* PROBLEM TO WORK ON
Count the lines of the records below that contain the string "List", treating uppercase and lowercase as distinct, and state only the number.

* EXERCISE INPUTS
○ ○ ○ ○ ○
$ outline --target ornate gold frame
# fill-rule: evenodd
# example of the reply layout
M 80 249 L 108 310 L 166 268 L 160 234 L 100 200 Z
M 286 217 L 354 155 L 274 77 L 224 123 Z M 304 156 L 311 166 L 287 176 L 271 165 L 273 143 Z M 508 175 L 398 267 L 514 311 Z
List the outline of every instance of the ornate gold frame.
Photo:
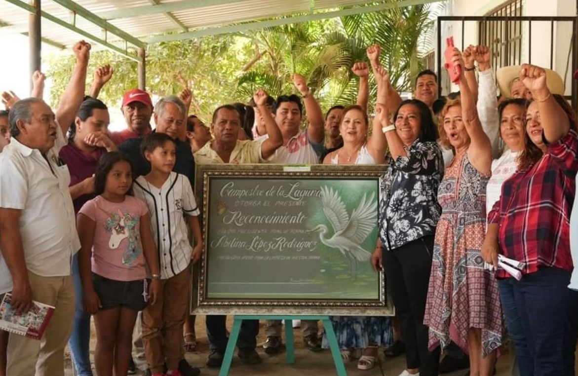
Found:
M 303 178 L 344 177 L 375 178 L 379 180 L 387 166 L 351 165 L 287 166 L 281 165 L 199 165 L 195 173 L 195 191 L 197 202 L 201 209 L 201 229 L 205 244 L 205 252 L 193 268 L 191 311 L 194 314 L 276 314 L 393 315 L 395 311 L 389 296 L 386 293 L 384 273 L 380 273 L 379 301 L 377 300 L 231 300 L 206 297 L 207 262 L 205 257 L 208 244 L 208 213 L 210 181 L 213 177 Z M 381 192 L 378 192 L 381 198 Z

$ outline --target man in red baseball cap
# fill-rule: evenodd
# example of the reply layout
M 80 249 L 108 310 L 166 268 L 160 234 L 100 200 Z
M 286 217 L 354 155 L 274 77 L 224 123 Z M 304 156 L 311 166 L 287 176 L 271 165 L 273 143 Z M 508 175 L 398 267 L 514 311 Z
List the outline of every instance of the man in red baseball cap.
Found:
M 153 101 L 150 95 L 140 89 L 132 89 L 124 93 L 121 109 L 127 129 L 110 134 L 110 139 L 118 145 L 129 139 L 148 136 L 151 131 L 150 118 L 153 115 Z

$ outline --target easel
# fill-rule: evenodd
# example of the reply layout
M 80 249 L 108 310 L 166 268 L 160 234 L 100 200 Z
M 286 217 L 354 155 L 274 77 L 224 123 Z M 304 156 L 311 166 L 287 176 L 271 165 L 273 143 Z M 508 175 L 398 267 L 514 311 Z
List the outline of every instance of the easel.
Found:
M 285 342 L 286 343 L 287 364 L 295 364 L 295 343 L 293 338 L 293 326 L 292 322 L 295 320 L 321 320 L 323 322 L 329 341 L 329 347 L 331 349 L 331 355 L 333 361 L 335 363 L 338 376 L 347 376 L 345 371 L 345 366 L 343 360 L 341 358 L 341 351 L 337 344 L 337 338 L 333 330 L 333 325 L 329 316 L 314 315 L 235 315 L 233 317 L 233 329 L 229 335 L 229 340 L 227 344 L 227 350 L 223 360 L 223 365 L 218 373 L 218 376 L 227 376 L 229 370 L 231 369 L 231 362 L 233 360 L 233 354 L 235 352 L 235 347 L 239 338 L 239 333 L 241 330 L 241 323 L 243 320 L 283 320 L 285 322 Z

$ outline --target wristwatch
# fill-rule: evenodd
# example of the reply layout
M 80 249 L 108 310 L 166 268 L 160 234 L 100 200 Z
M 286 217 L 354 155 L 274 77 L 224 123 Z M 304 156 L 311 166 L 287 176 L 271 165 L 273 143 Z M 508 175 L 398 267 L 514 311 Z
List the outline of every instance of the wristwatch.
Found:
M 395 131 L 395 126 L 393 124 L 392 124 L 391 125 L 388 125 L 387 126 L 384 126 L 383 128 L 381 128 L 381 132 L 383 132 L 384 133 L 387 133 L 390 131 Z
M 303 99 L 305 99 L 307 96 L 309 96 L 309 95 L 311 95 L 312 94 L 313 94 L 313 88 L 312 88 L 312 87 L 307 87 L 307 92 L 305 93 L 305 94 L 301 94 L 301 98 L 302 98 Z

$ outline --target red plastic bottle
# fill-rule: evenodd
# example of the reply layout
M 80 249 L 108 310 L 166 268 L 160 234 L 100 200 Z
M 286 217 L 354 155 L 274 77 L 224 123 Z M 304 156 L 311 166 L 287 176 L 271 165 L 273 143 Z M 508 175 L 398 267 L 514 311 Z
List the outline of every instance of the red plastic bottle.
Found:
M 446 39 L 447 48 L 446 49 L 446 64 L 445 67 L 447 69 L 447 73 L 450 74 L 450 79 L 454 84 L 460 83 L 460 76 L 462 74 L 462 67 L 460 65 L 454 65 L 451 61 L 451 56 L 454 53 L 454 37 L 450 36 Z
○ ○ ○ ○ ○
* ANSWER FOR THIS EXERCISE
5